Start of Supplied data

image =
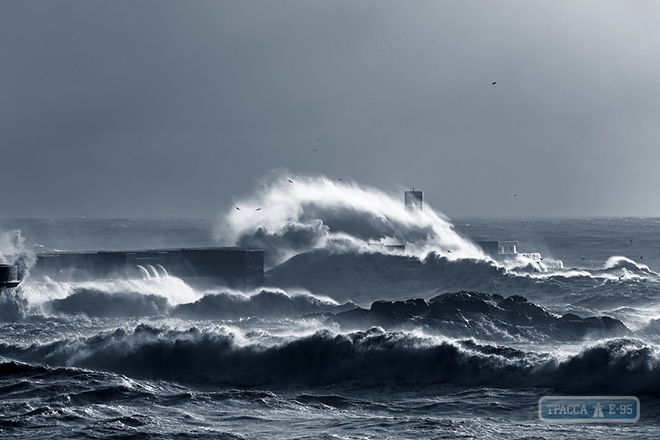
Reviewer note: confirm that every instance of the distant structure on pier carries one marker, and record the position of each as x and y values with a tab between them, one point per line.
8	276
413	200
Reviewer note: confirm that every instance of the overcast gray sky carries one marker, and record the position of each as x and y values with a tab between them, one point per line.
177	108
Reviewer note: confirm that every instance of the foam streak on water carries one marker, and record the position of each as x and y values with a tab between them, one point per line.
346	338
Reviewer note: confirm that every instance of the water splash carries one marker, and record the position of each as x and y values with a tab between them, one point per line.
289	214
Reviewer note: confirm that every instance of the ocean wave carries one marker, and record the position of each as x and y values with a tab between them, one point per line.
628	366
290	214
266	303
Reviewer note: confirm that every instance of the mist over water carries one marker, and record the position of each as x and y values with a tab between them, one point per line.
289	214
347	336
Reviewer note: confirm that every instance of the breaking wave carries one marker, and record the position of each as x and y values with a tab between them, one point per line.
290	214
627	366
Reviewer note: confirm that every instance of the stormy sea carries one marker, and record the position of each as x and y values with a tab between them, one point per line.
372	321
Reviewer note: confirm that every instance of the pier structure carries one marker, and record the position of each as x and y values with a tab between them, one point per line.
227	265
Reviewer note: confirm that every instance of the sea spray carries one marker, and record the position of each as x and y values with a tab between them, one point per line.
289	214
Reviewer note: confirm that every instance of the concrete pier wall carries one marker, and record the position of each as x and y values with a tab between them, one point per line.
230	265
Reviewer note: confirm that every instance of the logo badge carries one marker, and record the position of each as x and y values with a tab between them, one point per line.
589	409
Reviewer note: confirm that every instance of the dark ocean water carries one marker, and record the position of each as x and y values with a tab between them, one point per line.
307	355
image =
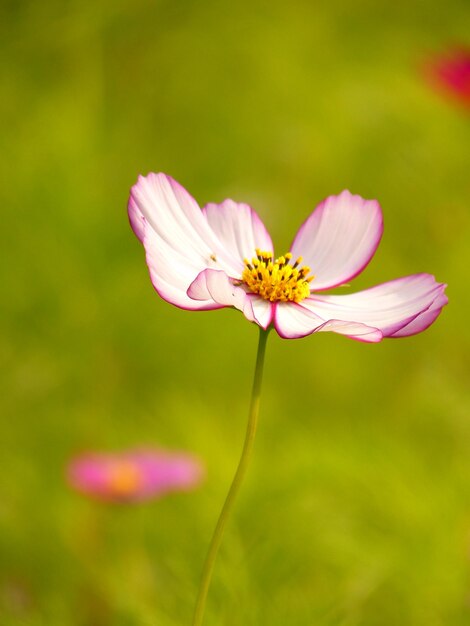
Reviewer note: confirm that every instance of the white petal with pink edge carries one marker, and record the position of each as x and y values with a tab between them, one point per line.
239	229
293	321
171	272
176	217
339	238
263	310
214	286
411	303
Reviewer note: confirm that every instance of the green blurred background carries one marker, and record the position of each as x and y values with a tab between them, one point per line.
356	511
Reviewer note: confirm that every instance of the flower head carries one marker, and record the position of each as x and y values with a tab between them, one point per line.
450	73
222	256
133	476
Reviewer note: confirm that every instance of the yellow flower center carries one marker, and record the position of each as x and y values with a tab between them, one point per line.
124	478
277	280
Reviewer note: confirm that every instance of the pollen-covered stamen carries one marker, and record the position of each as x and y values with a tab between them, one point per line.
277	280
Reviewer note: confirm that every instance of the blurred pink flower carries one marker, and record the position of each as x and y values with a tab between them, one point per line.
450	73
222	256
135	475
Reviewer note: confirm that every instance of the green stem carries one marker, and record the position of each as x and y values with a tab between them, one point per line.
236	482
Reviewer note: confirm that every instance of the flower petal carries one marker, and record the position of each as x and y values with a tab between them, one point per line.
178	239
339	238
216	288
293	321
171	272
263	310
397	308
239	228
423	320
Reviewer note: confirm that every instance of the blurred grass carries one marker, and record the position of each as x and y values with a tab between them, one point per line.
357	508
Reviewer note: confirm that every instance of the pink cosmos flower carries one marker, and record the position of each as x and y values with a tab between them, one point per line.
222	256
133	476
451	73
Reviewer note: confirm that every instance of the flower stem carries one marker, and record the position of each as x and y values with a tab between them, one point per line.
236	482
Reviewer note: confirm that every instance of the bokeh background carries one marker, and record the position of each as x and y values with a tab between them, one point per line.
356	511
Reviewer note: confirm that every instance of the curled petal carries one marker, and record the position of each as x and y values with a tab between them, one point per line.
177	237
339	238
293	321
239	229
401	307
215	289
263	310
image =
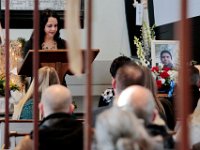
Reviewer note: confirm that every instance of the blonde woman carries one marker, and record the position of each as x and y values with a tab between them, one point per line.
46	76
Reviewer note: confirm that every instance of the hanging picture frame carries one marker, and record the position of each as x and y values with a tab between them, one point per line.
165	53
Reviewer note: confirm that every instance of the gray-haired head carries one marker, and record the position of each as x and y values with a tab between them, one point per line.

End of Supplied data

## [To do]
Reproduce the entire listing above word for word, omitting the pictures.

## [Final answer]
image =
Reviewer note: confirm that every instance of the distant structure on pier carries one marker, and record the position of each as x and y values with a tab between them, one point per line.
8	276
413	200
Reviewer note: confirm that every instance of the overcast gray sky carries one marker, and record the position of each as x and y values with a tab between them, one point per line.
177	108
Reviewer note: confirm that every instance of the foam streak on water carries one marker, and record the position of each as x and y values with a tab between them, one point per line.
346	338
Reviewer note: confirm that every instance of the water splash carries one marker, and record the position of each as x and y values with a tab between them, one point per line.
289	214
Reviewer note: confirm that every instance of the ocean wave carries one marker, and record the position of each as x and y values with a tab between them, one point per line.
628	366
290	214
266	303
Reviewer note: confirm that every instance of the mist over water carries one marker, and record the position of each as x and y values with a tab between them, one point per line.
289	214
347	336
Reviewer note: confirm that every instance of the breaking wave carries one marker, and record the position of each as x and y values with a tab between them, one point per line.
290	214
627	366
Reviewer note: confirm that every instance of the stormy sea carries one marker, and record the position of each as x and y values with a tab between them, one point per line.
372	321
Reviewer note: confirm that every instance of the pier structure carries one marker, and record the position of each as x and y values with a tab between them, one point per line.
227	265
Reviewer note: confirm that every instance of the sea spray carries one marker, and record the position of each as x and y values with a tab between them, one point per line.
289	214
Reviewer note: confirm that every instance of the concrete pier wall carries one marker, and record the position of each as x and y values with a tab between them, one point per line.
230	265
Reviewer note: confirm that every instance of the logo badge carries one marker, and record the position of each as x and y values with a tab between them, one point per line.
589	409
Reviewer note: confirm that every instance of the dark ocean water carries one marker, and record the position of each as x and y values with a tab between them, one point per line.
307	355
image =
Reviewer note: confirm that every instance of the white petal with pink edge carries one marker, and record the position of each as x and y values with a tab between them, one point per line.
239	229
293	321
171	272
176	217
339	238
263	310
214	286
411	303
Reviewer note: confirm that every instance of the green blurred background carries one marker, and record the position of each as x and y values with a tab between them, one point per line.
356	511
Reviewer note: confirm that every instance of the flower head carries one marker, and record the position of each as x and y values with a tab between them, one point per line.
450	73
222	256
133	476
Reviewer note: confirm that every instance of the yellow flower center carries one marker, and record the position of each as x and y values with a tab between them, one point per line.
124	478
277	280
Reviewer note: confirm that every instance of the pollen-covered stamen carries one marker, and record the position of each as x and y values with a tab between them, one point per line.
277	280
Reviewer note: confirm that every instance of the blurred pink flower carries one marker, and record the position of each as x and y values with a tab between them, one point per line.
450	73
222	256
135	475
Reviewer note: confirm that every instance of the green stem carries one marker, and record the position of each as x and y values with a tab between them, one point per line.
236	482
Reviewer note: confirm that every instance of the flower petal carries one marker, and record the position of each as x and y values with a tab between them, one point per line.
178	239
339	238
216	288
293	321
171	272
263	310
397	308
239	228
423	320
Reviewer note: confirm that every instance of the blurred grass carries one marker, and record the position of each as x and y values with a tab between them, one point per line.
357	508
Reviewer note: confirm that every instance of the pink cosmos flower carries one marker, and record the position of each as x and y values with a tab between them, one point per line.
222	256
133	476
451	73
Reviewer note: confirm that every instance of the flower stem carries one marker, and record the position of each as x and y values with a tab between them, one point per line.
236	482
Reviewer note: confirm that every instance of the bokeh background carries one marker, and record the position of each as x and y values with a tab between them, one point per line.
356	511
Reviewer note: confirm that every instance of the curled petal carries one marker, and record the position of each as x and y values with a tab between them, one point per line.
177	237
339	238
293	321
239	229
401	307
215	289
263	310
image =
Reviewer note: confirm that every instance of the blonde woman carries one marker, and record the position of each as x and y values with a tab between them, one point per line.
46	76
Reviewer note: confirm that every instance of the hanging picture frame carries one marker, and record the position of each as x and y values with a tab between them, one point per line.
165	53
Reviewer note: confirm that every instance of the gray-haired head carries one marker, and record the position of each as x and y values with a tab between them, one point per line.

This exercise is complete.